## What to do
Retype the entries exactly, keeping every line intact.

## Dataset extract
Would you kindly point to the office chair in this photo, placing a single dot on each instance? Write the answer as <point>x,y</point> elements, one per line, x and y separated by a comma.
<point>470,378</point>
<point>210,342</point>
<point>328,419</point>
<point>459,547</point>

## Result for this task
Would you kindly point to the office chair in this photo, placing a single dot on each instance? Write the answer as <point>x,y</point> elements, one per line, x and y separated by a comma.
<point>470,378</point>
<point>210,342</point>
<point>328,419</point>
<point>459,547</point>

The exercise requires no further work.